**PAGE EXCERPT**
Some skeptics have questioned the practicality of achieving the transformation planned in the Kingdom, both in terms of changing the conservative social and business culture of Saudi citizens, and the challenges of undertaking such a profound transformation in a comparatively short time frame. Does Stokes think Vision 2030 is achievable?
“It is bold and comprehensive, and being led by strong and committed leadership. Yes, I believe it is achievable. The vision is holistic, with a drive for transparency and clearly articulated measurements related to execution. The role of the private sector, as well as companies like GE, is important to build local capabilities and capacity, not just for Saudi Arabia but also for exports. The key to Vision 2030 now will be for all of us to continue working collaboratively for the benefit of the country,” he said.
The other aspects of the Saudi transformation that might attract GE is the corporate opportunity it presents. The government is planning a $200 billion privatization program involving the sell off of parts of the economy currently owned by the government, with power and water key parts of that.

**RECORD SET**
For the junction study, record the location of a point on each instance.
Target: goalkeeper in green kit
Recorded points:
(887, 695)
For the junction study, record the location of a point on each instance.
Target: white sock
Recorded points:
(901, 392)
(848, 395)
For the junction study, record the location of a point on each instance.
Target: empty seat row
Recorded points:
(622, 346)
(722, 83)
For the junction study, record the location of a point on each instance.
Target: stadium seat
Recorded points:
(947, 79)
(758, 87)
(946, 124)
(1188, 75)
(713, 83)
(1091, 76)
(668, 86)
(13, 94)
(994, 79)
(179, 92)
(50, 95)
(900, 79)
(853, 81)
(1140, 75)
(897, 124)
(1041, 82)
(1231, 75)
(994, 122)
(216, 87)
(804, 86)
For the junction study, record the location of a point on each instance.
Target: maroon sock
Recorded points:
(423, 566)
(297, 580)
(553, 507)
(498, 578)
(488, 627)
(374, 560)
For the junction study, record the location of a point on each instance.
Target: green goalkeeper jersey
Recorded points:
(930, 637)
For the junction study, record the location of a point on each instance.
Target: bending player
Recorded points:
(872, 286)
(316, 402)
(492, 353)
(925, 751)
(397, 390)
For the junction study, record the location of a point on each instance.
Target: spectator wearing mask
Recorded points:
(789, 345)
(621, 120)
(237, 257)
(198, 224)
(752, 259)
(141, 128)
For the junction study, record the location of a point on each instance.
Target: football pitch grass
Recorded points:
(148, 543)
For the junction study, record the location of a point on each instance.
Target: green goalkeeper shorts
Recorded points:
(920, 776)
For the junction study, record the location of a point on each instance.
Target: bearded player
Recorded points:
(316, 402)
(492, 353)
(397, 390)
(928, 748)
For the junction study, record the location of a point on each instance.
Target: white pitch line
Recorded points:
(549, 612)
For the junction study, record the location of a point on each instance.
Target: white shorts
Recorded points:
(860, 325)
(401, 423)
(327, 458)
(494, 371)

**QUESTIONS TO ANSWER**
(a) Write out the part of the Vision 2030 excerpt that starts at "Some skeptics have" and ends after "2030 is achievable?".
(b) What is the size of the privatization program the government is planning, according to the Vision 2030 excerpt?

**OUTPUTS IN ORDER**
(a)
Some skeptics have questioned the practicality of achieving the transformation planned in the Kingdom, both in terms of changing the conservative social and business culture of Saudi citizens, and the challenges of undertaking such a profound transformation in a comparatively short time frame. Does Stokes think Vision 2030 is achievable?

(b) $200 billion.